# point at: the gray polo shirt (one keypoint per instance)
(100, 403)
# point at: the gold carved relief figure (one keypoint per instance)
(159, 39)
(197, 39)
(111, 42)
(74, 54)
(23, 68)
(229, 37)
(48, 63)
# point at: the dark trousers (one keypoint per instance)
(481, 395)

---

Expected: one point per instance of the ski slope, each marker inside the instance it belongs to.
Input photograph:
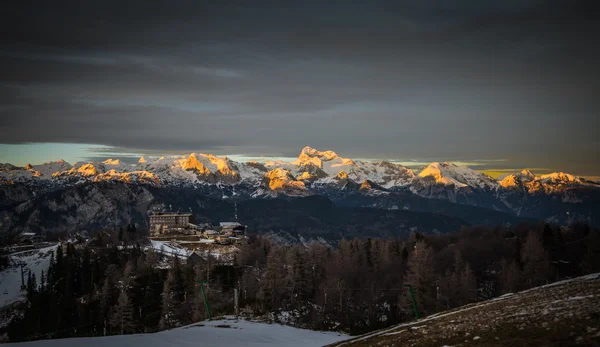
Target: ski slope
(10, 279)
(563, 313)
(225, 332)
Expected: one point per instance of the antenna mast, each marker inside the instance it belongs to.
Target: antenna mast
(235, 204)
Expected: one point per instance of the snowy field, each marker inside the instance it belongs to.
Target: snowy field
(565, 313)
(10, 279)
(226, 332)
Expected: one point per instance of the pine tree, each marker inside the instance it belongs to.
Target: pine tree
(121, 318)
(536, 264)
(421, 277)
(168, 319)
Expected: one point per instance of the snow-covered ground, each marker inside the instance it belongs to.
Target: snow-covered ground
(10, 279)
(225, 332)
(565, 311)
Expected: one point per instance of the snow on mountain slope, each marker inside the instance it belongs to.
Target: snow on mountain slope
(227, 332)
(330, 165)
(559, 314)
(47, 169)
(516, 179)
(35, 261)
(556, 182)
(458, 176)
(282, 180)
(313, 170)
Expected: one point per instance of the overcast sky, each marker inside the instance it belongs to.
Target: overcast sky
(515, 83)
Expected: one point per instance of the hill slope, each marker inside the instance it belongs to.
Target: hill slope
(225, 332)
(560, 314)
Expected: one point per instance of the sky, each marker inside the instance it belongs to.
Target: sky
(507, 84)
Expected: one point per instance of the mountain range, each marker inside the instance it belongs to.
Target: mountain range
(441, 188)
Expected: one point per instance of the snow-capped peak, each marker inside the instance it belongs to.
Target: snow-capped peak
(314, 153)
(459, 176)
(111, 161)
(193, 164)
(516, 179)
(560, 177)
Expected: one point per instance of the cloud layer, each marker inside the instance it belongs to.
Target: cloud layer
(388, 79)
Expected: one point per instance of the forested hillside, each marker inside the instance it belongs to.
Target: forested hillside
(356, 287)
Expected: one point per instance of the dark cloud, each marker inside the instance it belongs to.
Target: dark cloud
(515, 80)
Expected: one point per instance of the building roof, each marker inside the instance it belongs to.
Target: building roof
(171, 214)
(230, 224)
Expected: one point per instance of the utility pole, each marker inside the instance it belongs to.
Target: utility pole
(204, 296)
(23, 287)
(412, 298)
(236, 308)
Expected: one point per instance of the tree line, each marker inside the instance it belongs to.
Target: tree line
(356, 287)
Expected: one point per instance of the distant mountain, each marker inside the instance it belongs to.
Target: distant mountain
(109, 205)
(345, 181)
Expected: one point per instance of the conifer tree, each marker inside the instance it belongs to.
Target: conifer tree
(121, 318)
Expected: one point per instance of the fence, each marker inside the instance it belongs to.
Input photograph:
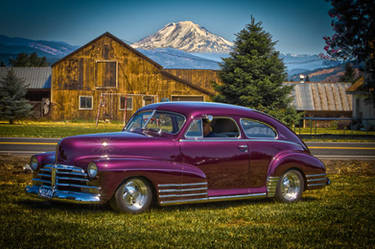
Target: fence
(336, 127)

---

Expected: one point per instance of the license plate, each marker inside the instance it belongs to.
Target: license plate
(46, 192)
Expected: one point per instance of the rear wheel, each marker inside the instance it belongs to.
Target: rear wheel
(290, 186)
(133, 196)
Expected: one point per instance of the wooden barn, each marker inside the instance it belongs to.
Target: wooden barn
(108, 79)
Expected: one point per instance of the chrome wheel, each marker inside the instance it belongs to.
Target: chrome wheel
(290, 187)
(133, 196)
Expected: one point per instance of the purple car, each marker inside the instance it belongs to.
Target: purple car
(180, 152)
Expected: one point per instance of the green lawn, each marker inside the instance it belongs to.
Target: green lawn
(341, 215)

Exercise brief:
Could you set down, word for word, only the lines above from the line with "Expected: one point per instance of the snowy" to the line with "Expected: one point per instance of the cloud", including both?

Exercise solution:
Expected: one point per instance of the snowy field, each marker inside the instance it belongs to.
Target: snowy field
(565, 313)
(10, 279)
(226, 332)
Expected: one point per instance of the pine tree, each marker inside the instance it belongs to.
Target: pine tree
(121, 318)
(536, 264)
(421, 277)
(168, 319)
Expected: one point per instance of the snow-covered ground, each marker inside the instance it belongs to.
Target: snow-covered ground
(10, 279)
(225, 332)
(565, 311)
Expected: one point per instance of the snow on mountain slope, each marker inside the instance it belongs to.
Target: snow on mountain slope
(227, 332)
(330, 165)
(559, 314)
(47, 169)
(516, 179)
(35, 261)
(556, 182)
(458, 176)
(282, 180)
(313, 170)
Expected: one point per instance of the overcast sky, each marker inside the instance it belongs to.
Target: overcast sky
(515, 83)
Expected: one point per instance of the hill slope, each marker inside the instance it belongs to.
Target: hill slope
(225, 332)
(560, 314)
Expected: one point per instance of the sky, each marker inside the instance it belongs to.
Target: sky
(507, 84)
Expected: one point per instance of the mountain range, each marker inside the instance it belongs to.
Target: mountain range
(441, 188)
Expected: one point per instance of the snow-capped peak, each marker inside the instance it belongs to.
Target: snow-capped peak
(314, 153)
(459, 176)
(111, 161)
(193, 164)
(516, 179)
(560, 177)
Expected: one point per instance of the cloud layer, each marker inside the instance it belongs to.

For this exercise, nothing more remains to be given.